SOURCE DOCUMENT —
▼

The material composition of interbody cages plays a crucial role in determining the risk of subsidence and overall surgical outcomes. Common causes of subsidence include inadequate fixation with a nail bar system, inappropriate selection of the fusion device, endplate loss, and underlying patient factors such as osteoporosis (11–13). The choice of cage material, particularly between polyetheretherketone (PEEK) and three-dimensionally printed titanium (3D-Ti), is of particular interest in modern spine surgery (14). PEEK has a modulus of elasticity similar to cortical bone, minimizing stress shielding and encouraging more natural load distribution (15). In contrast, titanium offers greater initial stability but may lead to stress shielding due to its higher modulus of elasticity (16). In addition, 3D-Ti cages that the porous structure of the 3D-Ti cage also enables the cage to have an appropriate structural stiffness which strongly affects the possibility of subsidence. PEEK’s radiolucency enables clearer postoperative imaging, whereas titanium’s radiopacity can obscure imaging, complicating the assessment of fusion progress (17). However, 3D-Ti cages excel in promoting osseointegration due to their porous structure, which fosters bone growth and enhances the biological interface between the cage and the vertebrae (18). While PEEK is biocompatible, it does not inherently promote bone growth without additional coating with osteoconductive materials (19).

The aim of this paper is to systematically compare the subsidence rates of 3D-Ti and PEEK cages in LLIF procedures. By providing evidence-based insights, this study seeks to guide surgeons in selecting the most appropriate cage material for their patients, representing the first meta-analysis to compare these two materials specifically in the context of LLIF applications.

2 Methods and materials

2.1 Study strategy

Adhering rigorously to the Preferred Reporting Items for Systematic Reviews and Meta-Analyses (PRISMA) guidelines, we performed a systematic and comprehensive search across prominent academic databases (20). This exhaustive search database included MEDLINE, PubMed, Embase, Scopus, Web of Science, and Cochrane. The overarching objective of this methodologically stringent inquiry was to undertake a comparative analysis of the incidence of cage subsidence following the utilization of 3D-Ti and PEEK cages in the context of LLIF. Conducted on December 20, 2023, the selected keywords, namely “lateral lumbar interbody fusion,” “direct lumbar interbody fusion,” “extreme lumbar interbody fusion,” “eXtreme lumbar interbody fusion,” “LLIF,” “XLIF,” “ELIF,” “DLIF,” “three-dimensional printed,” “3D-printed,” “porous,” “titanium,” “polyetheretherketone,” and “subsidence,” were thoughtfully curated to enable a thorough and targeted exploration of the extant literature on the subject.

▲

SUPPLIED RECORDS —
▼

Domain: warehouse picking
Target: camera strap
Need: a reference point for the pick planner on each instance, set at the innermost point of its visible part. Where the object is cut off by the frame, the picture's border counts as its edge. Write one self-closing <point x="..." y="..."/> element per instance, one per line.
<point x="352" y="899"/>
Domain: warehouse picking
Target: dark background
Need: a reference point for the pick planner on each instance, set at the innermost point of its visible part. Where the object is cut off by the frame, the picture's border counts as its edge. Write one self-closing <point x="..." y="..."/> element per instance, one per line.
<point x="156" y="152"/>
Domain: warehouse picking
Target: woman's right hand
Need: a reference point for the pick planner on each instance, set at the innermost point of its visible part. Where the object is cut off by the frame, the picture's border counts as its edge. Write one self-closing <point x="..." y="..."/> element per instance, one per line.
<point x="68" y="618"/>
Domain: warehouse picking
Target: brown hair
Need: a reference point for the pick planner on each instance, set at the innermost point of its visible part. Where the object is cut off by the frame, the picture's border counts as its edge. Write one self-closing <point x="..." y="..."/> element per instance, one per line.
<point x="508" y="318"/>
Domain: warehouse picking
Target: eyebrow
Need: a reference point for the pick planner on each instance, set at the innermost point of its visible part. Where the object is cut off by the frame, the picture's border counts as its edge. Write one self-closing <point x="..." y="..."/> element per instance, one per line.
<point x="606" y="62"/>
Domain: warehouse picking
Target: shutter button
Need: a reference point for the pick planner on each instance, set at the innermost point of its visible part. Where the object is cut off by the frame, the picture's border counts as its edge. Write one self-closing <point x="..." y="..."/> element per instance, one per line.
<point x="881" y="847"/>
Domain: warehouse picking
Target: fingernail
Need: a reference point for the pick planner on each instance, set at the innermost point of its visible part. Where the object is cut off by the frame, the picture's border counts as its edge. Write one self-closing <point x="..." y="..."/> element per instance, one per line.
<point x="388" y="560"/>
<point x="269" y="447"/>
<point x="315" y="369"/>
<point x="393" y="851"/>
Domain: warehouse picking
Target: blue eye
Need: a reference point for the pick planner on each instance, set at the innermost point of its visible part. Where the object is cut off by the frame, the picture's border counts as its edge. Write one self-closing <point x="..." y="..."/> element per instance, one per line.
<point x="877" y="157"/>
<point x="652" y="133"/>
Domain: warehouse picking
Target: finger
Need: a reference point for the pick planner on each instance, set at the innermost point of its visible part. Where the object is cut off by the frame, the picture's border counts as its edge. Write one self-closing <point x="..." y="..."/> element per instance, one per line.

▲

WORK REQUEST — Pick up the text comparing PEEK and 3D-printed titanium cages in LLIF right after its last sentence, keeping its technical voice.

RESULT —
To improve the completeness of the search strategy, a secondary review of the references cited in the selected articles was carried out to further improve the breadth and depth of the literature review (21).

2.2 Inclusion and exclusion criteria

2.2.1 Inclusion criteria

(1) Age greater than 18 years, a diagnosis of degenerative lumbar disease or adult spinal deformity, and undergoing treatment with LLIF surgery. (2) Studies explicitly comparing cage subsidence between 3D-Ti and PEEK cages following LLIF. (3) Original research articles including randomized controlled trials (RCTs), cohort studies, and case–control studies. (4) Articles published in English.

2.2.2 Exclusion criteria

(1) Revision surgery, patients with indications of infection and tumor. (2) Reviews, letters, editorials, and meeting abstracts. (3) A study of patients who have undergone transforaminal lumbar interbody fusion or the use of common titanium cages. (4) Papers in languages other than English.

2.3 Data extraction

The responsibility for the meticulous screening of all articles derived from the systematic search was distributed among two designated authors. In instances where conflicts emerged during the screening process, a judicious resolution was sought through consultation with a third co-author (22). Discrepancies were systematically addressed through collaborative discussions aimed at achieving a consensus reflecting the collective expertise within the research team.

Throughout the screening process, due diligence was applied in the evaluation of titles and abstracts to determine their relevance to the parameters defined in the study. Instances where the information provided in the titles and abstracts was ambiguous or insufficient prompted a thorough review of the entire article. This rigorous methodological approach was deliberately employed to assess study eligibility in alignment with pre-established inclusion and exclusion criteria.

The primary outcome was the subsidence of the cage. The secondary outcome was the measurement of cage subsidence in each treatment segment using the Marchi grade classification. According to the Marchi et al. (23) grading classification, the categorization of cage subsidence is delineated as follows: Grade 0 denotes a postoperative disc height loss ranging from 0 to 24%; Grade I means a subsidence within the range of 25 to 49%; Grade II encompasses a subsidence extent of 50 to 74%; and Grade III designates a subsidence involving a 75 to 100% loss of postoperative disc height. Subsidence was classified as a binary outcome, differentiating between the absence of subsidence (Marchi grade 0) and the presence of subsidence (Marchi grades I, II, or III). Furthermore, severe subsidence was specifically defined by the presence of Grade II or III, highlighting instances of more pronounced reduction in disc height.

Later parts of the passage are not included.